Source data ::
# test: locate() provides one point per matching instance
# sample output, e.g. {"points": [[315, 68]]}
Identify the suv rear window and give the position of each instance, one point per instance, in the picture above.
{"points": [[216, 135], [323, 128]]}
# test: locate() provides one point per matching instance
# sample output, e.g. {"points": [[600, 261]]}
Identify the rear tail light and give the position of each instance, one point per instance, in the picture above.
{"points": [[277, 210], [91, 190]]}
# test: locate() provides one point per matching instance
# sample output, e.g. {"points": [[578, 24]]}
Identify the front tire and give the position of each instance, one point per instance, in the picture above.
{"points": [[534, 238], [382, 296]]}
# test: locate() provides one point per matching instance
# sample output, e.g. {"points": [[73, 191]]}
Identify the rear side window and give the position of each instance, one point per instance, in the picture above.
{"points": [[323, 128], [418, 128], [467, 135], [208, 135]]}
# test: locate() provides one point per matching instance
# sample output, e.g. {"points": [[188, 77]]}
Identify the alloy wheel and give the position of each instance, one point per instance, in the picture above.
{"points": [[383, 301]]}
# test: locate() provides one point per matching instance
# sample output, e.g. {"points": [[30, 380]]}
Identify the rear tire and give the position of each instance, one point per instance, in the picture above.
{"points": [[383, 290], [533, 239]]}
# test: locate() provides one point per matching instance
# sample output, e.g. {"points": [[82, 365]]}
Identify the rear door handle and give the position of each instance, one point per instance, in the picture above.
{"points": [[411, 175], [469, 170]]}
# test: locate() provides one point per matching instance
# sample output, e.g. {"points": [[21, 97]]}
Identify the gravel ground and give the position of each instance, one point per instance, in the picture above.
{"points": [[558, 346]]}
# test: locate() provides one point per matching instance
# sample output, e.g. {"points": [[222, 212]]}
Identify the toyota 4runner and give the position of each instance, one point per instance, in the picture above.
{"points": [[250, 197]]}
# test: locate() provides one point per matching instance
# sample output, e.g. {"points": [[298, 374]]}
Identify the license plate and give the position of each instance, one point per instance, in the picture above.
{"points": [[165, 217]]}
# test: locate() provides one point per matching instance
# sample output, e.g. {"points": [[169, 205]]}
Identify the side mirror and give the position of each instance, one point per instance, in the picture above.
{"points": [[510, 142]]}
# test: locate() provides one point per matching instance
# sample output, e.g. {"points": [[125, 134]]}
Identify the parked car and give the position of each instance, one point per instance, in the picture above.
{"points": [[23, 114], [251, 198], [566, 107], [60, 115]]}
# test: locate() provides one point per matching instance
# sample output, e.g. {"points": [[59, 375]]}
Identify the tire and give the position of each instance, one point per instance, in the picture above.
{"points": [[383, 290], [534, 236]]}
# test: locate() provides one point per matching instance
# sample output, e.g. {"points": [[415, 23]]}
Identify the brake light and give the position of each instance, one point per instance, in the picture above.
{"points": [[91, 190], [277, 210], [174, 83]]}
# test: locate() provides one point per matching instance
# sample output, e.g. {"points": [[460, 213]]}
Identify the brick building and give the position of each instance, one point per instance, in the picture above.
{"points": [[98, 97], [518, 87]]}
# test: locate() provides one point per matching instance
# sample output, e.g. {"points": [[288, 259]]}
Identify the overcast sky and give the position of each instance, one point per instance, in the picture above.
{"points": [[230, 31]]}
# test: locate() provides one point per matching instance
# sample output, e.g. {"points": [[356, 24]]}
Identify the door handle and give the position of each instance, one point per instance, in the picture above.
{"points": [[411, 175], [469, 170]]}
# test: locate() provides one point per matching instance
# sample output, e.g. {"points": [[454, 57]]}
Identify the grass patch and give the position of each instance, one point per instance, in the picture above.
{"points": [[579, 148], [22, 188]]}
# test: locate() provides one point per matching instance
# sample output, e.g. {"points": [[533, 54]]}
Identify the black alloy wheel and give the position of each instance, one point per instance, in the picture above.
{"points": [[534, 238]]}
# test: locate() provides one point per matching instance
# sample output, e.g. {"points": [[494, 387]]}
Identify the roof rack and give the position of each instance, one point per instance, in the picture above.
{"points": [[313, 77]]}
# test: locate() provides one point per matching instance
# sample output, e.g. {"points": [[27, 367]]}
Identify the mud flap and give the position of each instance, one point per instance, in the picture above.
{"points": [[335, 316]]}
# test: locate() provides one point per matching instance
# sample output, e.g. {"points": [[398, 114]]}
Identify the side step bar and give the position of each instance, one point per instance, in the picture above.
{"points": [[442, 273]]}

Exercise brief ::
Set down every record above exactly as written.

Completed exercise ::
# test: locate() provides one point per matching instance
# sample output, e.g. {"points": [[315, 68]]}
Identify the suv rear window and give the position of each instance, one point per instance, in the picture above.
{"points": [[216, 135], [323, 128]]}
# test: locate() provides one point per matching instance
# sample output, e.g. {"points": [[600, 261]]}
Identify the rear tail light and give the position of each instance, one point per instance, in the picture above.
{"points": [[277, 210], [91, 190]]}
# test: locate() provides one point per matching instance
# sample output, e.g. {"points": [[578, 24]]}
Identify the front tire and give the position of each instance, one point per instance, in the picture above.
{"points": [[534, 238], [382, 296]]}
# test: locate() provides one point per matching instance
# sample output, e.g. {"points": [[73, 191]]}
Identify the rear side window and give the position of each instance, one point per instance, in the picture above.
{"points": [[323, 128], [418, 128], [467, 135], [208, 135]]}
# test: locate() provides one point per matching instance
# sample output, e.g. {"points": [[188, 77]]}
Identify the alloy wheel and give the position of each instance, one point per instance, in the picture above.
{"points": [[383, 301]]}
# test: locate() provides one point per matching instance
# sample output, e.g. {"points": [[30, 380]]}
Identify the rear tire and give the position of each instance, one point per instance, in the picture above.
{"points": [[383, 290], [533, 239]]}
# test: locate() provides one point per matching instance
# sample output, e.g. {"points": [[82, 365]]}
Identify the rear door handle and give the position of each instance, one point per instance, in the picture above.
{"points": [[411, 175], [469, 170]]}
# test: locate() provides one point per matching instance
# sample output, e.g. {"points": [[21, 97]]}
Identify the gravel ground and give the position of each instance, one point per instance, in the picture above.
{"points": [[558, 346]]}
# test: locate() provides one point per matching instance
# sample output, e.g. {"points": [[222, 212]]}
Identify the toyota 4runner and give the position of each instance, one point per instance, in the picture above.
{"points": [[250, 197]]}
# test: locate() provides one point per matching instance
# sample output, e.g. {"points": [[298, 374]]}
Identify the license plate and give the position of each instance, one point per instance, in the picture above.
{"points": [[165, 217]]}
# test: locate() provides one point per matching instance
# sample output, e.g. {"points": [[169, 205]]}
Identify the side mirror and give the position of each instance, one point per instance, in the picture above.
{"points": [[510, 142]]}
# test: locate() provides one point per matching instance
# sample output, e.g. {"points": [[125, 134]]}
Identify the parked car and give the position of each instance, one point per instance, in the picture above.
{"points": [[23, 114], [251, 198], [566, 107], [60, 115]]}
# test: locate() provides one point per matching instance
# sample output, e.g. {"points": [[59, 375]]}
Identify the tire and give the position of each instance, one point per instance, in the picture above.
{"points": [[383, 290], [534, 236]]}
# test: locate() provides one point per matching instance
# sample output, e.g. {"points": [[415, 23]]}
Identify the brake light and give the position of each instance, one point per instance, in the picture above.
{"points": [[91, 190], [277, 210], [174, 83]]}
# test: locate() provides one point per matching instance
# sample output, e.g. {"points": [[460, 213]]}
Identify the brick building and give the position of each instance, one point per instance, in the picture above.
{"points": [[98, 97], [518, 87]]}
# test: locate() provides one point per matching instance
# sample output, e.g. {"points": [[288, 259]]}
Identify the overcast sky and give the position of each instance, one point per instance, in the picture above.
{"points": [[230, 31]]}
# test: locate() provides one point per matching instance
# sample output, e.g. {"points": [[356, 24]]}
Identify the door handle and give the position of each instance, one point per instance, in the picture above.
{"points": [[411, 175], [469, 170]]}
# test: locate() provides one point per matching instance
# sample output, e.g. {"points": [[454, 57]]}
Identify the grass patch and give the position of each instance, one point per instance, in the picture above.
{"points": [[579, 148], [22, 188]]}
# test: locate() provides one point per matching instance
# sample output, e.g. {"points": [[533, 54]]}
Identify the black alloy wheel and give the position of each instance, one point per instance, in the picture above.
{"points": [[534, 238]]}
# test: locate() provides one point per matching instance
# sample output, e.g. {"points": [[494, 387]]}
Identify the roof rack and give the position of each instance, one point per instance, in the picture above.
{"points": [[313, 77]]}
# test: locate() provides one point per matching instance
# sample output, e.g. {"points": [[27, 367]]}
Identify the mud flap and give the position of each instance, one point per instance, in the picture above.
{"points": [[335, 316]]}
# test: locate() provides one point per matching instance
# sample output, e.g. {"points": [[398, 114]]}
Identify the side step bar and give the position of each instance, one point per instance, in the picture above.
{"points": [[442, 273]]}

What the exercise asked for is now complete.